Collected data entries:
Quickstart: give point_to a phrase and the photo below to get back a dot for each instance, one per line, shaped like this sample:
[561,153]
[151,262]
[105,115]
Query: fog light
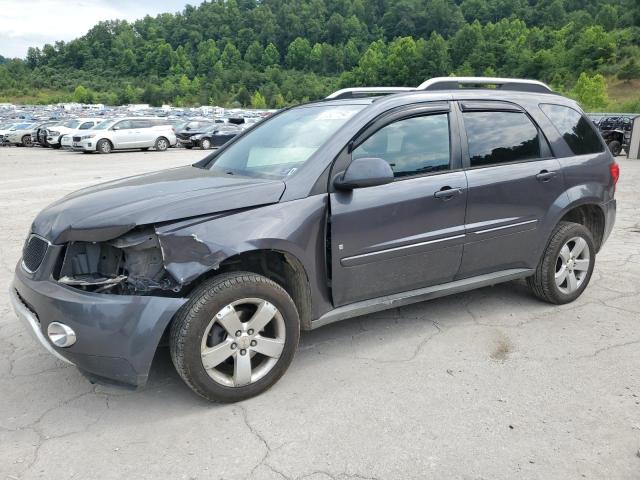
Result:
[61,335]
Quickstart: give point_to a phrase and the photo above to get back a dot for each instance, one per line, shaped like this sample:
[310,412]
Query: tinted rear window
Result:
[576,130]
[500,137]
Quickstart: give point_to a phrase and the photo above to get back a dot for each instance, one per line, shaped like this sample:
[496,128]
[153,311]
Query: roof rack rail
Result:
[454,83]
[359,92]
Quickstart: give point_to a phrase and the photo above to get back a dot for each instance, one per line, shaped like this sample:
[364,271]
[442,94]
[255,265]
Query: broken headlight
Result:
[130,264]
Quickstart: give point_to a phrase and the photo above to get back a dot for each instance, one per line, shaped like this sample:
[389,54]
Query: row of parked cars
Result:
[104,135]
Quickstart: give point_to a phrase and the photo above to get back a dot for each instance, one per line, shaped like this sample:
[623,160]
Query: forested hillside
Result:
[278,52]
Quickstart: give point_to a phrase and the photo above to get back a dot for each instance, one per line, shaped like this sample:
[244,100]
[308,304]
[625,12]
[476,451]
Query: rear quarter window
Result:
[575,129]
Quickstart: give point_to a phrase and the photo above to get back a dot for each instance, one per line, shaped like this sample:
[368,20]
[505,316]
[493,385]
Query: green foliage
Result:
[591,92]
[292,51]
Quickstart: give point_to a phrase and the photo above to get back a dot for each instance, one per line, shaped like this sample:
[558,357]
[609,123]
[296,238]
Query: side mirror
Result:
[364,172]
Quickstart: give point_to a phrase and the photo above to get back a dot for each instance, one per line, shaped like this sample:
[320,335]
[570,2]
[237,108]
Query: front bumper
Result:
[117,335]
[84,146]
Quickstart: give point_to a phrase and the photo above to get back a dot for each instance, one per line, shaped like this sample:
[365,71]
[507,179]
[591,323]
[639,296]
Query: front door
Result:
[513,182]
[407,234]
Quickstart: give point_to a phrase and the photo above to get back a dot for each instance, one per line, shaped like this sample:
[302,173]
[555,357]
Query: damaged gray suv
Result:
[371,199]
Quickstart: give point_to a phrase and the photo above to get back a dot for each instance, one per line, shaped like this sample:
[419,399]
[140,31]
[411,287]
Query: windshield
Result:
[281,145]
[103,125]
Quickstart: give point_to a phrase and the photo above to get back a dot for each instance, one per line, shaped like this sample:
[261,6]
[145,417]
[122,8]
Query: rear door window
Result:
[500,137]
[575,129]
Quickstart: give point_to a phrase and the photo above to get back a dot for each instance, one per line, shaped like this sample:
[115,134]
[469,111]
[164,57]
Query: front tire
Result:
[566,266]
[235,337]
[162,144]
[104,146]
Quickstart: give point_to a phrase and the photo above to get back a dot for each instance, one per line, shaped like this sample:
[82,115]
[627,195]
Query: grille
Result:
[33,253]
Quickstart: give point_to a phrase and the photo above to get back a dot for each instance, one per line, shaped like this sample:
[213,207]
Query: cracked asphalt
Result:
[491,384]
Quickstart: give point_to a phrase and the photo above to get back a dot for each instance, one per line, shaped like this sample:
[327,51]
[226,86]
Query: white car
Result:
[19,134]
[55,132]
[126,133]
[66,140]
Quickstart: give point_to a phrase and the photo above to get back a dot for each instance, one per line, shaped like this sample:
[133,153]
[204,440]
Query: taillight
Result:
[614,169]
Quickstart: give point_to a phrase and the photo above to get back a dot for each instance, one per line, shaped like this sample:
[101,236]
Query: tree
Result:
[271,56]
[591,92]
[298,54]
[82,95]
[629,71]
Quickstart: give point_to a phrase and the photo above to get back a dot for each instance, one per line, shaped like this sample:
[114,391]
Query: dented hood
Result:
[110,209]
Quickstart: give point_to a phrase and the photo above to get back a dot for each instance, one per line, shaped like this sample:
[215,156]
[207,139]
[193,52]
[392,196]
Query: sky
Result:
[32,23]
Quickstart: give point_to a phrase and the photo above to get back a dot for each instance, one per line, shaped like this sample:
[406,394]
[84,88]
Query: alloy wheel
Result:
[243,342]
[572,265]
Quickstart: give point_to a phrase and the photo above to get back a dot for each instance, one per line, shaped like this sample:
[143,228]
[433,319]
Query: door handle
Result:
[545,175]
[445,193]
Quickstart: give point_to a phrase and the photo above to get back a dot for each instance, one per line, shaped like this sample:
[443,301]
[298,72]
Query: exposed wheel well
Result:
[592,217]
[281,267]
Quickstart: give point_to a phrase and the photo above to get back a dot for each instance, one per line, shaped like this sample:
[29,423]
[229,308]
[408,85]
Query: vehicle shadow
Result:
[390,325]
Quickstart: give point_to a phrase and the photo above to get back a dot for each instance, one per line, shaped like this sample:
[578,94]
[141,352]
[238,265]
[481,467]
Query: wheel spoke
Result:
[228,318]
[578,247]
[242,370]
[262,317]
[581,265]
[271,347]
[214,356]
[561,275]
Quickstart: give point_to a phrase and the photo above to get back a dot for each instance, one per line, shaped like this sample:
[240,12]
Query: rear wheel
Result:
[566,266]
[235,337]
[104,146]
[162,144]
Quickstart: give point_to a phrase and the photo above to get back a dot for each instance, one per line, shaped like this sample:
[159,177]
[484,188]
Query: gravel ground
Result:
[491,384]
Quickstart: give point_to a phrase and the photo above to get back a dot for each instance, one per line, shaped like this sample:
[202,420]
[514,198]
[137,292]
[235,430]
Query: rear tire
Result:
[214,326]
[104,146]
[162,144]
[566,265]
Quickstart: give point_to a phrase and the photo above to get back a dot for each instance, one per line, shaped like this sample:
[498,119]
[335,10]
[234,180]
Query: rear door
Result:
[407,234]
[513,182]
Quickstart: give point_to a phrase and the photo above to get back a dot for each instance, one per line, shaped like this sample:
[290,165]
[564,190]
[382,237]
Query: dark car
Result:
[616,132]
[190,130]
[322,212]
[39,133]
[216,136]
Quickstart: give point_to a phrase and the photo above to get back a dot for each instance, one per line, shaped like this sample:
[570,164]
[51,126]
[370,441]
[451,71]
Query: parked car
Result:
[126,133]
[192,129]
[215,136]
[322,212]
[19,134]
[56,132]
[39,133]
[66,140]
[616,132]
[5,127]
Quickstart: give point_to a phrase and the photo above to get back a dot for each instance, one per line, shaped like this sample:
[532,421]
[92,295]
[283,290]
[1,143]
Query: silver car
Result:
[126,133]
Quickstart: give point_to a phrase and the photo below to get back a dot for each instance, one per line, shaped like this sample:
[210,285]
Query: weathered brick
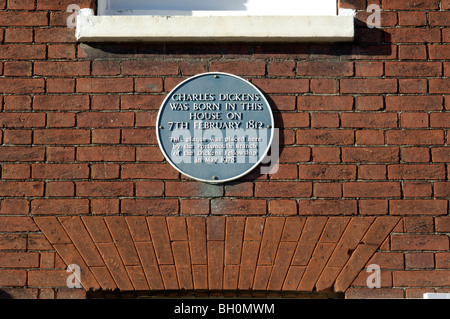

• [GOAL]
Count the lines of the entries above that contain the word "door". Give only the number.

• [COMPLETE ANSWER]
4